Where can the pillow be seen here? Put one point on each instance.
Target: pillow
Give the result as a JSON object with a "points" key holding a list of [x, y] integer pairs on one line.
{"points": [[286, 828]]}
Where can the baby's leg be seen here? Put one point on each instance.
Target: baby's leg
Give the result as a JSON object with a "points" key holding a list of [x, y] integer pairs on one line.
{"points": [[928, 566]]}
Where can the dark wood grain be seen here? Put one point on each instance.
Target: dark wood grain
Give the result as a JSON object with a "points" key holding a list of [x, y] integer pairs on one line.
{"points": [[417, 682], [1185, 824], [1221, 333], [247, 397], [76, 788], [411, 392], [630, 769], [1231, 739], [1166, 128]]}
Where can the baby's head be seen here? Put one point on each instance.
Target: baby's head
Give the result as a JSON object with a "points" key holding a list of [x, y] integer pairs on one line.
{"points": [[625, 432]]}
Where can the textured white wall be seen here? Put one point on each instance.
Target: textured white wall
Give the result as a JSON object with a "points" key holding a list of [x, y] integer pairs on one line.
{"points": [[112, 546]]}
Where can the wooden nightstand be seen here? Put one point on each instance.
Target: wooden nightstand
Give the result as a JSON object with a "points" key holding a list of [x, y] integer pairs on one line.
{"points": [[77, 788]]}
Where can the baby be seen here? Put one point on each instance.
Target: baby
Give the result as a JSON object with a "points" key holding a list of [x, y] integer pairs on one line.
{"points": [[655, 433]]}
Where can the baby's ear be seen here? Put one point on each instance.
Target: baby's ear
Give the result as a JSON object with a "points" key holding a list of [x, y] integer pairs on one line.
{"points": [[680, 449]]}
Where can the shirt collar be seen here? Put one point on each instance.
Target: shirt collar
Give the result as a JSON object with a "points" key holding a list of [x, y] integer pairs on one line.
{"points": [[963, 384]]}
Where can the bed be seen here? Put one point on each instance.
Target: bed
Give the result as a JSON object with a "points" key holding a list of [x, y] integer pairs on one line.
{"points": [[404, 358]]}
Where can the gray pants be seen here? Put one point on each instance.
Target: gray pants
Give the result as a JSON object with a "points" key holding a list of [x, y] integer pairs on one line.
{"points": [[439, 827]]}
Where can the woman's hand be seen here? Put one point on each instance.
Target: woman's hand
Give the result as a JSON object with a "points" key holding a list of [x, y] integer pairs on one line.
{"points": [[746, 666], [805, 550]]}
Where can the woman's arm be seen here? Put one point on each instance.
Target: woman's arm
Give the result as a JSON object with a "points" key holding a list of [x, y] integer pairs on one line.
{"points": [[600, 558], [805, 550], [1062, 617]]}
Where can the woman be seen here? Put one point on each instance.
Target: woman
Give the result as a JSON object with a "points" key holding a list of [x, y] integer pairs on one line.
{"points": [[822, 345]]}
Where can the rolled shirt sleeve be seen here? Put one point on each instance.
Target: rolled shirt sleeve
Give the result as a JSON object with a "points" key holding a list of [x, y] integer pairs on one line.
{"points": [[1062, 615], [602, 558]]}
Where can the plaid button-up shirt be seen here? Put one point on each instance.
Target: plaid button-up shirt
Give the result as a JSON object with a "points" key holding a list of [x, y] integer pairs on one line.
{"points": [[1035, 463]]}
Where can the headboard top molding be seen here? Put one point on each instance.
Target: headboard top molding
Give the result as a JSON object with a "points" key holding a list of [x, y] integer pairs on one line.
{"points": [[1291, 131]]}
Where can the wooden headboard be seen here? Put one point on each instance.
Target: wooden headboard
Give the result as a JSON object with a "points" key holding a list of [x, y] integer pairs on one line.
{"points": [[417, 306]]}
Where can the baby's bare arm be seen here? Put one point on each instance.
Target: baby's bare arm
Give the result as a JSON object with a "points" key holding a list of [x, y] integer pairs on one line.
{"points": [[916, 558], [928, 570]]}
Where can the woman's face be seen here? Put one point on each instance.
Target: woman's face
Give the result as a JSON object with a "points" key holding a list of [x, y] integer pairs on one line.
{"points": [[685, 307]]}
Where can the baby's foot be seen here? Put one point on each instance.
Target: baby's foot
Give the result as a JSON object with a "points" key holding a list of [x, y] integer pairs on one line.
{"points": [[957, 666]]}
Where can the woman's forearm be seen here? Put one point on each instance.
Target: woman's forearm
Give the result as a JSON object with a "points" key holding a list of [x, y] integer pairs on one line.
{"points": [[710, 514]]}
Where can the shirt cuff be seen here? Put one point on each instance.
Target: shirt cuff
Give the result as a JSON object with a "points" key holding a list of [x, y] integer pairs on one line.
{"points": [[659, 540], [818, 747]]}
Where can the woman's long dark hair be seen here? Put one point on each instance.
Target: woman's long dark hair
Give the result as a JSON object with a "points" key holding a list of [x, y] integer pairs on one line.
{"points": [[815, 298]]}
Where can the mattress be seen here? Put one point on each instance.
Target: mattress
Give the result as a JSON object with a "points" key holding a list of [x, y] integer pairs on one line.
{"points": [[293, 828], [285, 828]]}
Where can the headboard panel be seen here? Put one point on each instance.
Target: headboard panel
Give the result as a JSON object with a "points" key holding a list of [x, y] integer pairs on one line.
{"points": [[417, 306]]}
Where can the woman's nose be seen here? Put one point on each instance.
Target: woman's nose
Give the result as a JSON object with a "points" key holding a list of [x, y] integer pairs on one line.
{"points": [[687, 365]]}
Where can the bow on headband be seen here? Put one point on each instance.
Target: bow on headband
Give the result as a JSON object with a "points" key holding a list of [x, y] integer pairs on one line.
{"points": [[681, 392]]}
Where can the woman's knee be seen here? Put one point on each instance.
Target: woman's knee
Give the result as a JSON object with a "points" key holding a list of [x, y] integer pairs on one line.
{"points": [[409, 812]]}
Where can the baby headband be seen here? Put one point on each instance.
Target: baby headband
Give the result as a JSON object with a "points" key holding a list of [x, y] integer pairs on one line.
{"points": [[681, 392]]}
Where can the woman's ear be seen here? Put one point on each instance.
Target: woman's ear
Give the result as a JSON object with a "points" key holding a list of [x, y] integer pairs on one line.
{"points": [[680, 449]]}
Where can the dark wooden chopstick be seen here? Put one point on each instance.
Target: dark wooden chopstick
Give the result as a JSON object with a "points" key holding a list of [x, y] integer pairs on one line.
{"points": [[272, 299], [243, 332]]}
━━━━━━━━━━━━━━━━
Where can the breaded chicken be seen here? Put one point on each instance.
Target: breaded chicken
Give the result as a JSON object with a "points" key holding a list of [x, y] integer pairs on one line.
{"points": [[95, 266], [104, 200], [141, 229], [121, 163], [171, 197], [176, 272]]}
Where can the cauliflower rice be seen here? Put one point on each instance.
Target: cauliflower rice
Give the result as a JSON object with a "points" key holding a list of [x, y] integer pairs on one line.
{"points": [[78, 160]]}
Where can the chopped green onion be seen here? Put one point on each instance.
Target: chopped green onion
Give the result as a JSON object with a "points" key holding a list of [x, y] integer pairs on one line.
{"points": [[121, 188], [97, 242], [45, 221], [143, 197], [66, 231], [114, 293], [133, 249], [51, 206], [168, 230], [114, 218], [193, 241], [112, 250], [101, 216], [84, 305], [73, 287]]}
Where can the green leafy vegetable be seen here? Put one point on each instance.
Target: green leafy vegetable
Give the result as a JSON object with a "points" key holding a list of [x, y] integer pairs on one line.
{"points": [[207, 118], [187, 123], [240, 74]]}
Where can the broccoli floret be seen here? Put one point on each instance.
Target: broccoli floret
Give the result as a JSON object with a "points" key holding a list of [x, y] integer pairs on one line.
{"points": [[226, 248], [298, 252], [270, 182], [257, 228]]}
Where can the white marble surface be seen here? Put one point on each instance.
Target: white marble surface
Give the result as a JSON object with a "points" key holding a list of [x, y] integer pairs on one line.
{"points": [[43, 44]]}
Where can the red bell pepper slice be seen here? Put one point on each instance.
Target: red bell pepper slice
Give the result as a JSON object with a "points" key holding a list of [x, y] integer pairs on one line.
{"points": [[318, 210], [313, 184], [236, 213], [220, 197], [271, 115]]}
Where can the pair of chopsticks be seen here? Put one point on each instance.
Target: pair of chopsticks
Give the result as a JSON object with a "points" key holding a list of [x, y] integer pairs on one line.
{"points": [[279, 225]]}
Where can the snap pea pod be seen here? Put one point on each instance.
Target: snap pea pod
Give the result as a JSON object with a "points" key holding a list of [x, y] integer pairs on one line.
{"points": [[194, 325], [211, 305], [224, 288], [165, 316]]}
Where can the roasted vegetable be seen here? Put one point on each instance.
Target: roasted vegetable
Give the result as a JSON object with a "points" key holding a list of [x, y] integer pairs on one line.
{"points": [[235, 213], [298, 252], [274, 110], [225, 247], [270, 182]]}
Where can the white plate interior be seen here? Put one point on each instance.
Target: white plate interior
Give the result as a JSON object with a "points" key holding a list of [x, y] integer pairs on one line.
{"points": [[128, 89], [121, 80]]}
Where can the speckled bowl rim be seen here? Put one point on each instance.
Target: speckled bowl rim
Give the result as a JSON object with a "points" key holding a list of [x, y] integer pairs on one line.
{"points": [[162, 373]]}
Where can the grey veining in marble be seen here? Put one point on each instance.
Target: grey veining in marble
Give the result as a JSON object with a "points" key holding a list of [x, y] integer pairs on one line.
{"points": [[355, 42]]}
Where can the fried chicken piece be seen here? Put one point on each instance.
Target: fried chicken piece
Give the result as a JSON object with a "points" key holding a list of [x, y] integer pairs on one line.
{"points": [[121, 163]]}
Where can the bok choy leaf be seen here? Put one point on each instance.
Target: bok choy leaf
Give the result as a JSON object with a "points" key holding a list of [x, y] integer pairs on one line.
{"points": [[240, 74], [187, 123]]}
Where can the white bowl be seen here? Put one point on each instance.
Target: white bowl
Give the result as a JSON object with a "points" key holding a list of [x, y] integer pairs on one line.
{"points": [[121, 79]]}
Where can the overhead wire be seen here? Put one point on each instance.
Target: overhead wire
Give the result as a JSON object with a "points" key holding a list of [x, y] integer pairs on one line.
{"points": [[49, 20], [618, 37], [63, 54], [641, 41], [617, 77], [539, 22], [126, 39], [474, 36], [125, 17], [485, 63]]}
━━━━━━━━━━━━━━━━
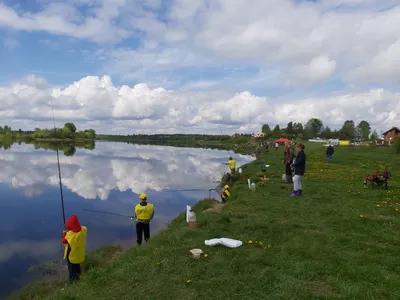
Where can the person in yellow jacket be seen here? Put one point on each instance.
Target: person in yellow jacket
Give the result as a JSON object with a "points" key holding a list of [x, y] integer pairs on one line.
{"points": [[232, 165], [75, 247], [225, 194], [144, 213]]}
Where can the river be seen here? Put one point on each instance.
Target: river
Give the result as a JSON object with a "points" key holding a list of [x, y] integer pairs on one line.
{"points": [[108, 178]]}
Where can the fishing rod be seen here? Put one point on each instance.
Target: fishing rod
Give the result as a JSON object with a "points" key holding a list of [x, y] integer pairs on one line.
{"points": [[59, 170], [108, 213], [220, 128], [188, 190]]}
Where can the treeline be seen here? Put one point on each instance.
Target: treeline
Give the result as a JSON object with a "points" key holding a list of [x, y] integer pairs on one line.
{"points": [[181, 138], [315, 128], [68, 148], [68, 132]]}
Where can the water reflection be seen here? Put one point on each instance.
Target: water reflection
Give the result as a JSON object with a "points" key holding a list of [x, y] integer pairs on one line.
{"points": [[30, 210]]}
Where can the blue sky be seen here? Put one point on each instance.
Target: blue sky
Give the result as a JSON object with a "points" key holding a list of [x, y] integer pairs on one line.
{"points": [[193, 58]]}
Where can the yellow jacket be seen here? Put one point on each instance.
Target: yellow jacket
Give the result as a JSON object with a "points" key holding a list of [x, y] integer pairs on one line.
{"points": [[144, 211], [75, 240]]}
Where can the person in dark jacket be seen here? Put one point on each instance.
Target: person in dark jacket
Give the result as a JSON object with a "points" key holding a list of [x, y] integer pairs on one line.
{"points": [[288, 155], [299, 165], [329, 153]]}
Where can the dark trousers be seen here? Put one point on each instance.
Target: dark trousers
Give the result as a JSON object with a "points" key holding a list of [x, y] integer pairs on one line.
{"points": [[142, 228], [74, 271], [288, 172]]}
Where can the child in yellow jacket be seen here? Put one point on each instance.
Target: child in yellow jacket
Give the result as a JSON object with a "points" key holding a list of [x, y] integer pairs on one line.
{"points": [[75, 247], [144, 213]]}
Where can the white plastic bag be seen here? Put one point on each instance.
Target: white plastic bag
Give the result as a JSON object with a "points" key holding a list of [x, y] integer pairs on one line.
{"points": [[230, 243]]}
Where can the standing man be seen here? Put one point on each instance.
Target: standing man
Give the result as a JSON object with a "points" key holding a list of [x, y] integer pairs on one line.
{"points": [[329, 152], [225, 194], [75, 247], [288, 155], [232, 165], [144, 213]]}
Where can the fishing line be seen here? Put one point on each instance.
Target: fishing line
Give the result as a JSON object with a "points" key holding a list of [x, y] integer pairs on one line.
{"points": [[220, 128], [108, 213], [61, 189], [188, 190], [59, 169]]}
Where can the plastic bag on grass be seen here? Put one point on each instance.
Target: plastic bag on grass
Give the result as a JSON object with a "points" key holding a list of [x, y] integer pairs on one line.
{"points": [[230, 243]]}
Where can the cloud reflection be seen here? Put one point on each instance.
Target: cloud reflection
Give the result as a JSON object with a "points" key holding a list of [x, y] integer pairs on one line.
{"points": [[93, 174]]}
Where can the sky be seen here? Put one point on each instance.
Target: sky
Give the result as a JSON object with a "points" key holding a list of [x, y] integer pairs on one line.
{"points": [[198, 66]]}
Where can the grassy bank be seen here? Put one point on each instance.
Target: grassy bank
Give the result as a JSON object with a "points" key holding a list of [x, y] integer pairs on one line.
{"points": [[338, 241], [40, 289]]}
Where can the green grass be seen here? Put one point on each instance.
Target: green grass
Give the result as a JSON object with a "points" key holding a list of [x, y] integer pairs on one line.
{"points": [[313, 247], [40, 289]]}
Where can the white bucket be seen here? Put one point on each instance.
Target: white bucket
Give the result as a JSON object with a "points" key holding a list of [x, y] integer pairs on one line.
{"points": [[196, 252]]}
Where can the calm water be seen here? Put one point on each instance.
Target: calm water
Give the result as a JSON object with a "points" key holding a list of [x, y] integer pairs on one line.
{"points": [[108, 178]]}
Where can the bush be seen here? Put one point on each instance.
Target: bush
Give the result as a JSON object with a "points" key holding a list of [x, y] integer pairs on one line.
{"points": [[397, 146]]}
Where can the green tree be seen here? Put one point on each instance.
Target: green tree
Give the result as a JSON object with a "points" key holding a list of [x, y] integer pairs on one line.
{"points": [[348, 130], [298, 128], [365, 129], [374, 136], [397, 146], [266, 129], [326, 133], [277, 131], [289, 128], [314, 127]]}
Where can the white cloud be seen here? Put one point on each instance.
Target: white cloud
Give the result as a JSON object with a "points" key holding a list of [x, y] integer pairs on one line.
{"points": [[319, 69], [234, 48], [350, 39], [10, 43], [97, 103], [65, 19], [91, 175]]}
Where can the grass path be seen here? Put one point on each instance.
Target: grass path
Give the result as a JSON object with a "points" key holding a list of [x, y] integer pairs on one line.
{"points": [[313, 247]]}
━━━━━━━━━━━━━━━━
INSTRUCTIONS TO FOLLOW: Show every line of the material above that contains the word "pillow", copying each line in full.

WRITTEN SOLUTION:
Where can the pillow be seen here? Put one point on each instance.
Target: pillow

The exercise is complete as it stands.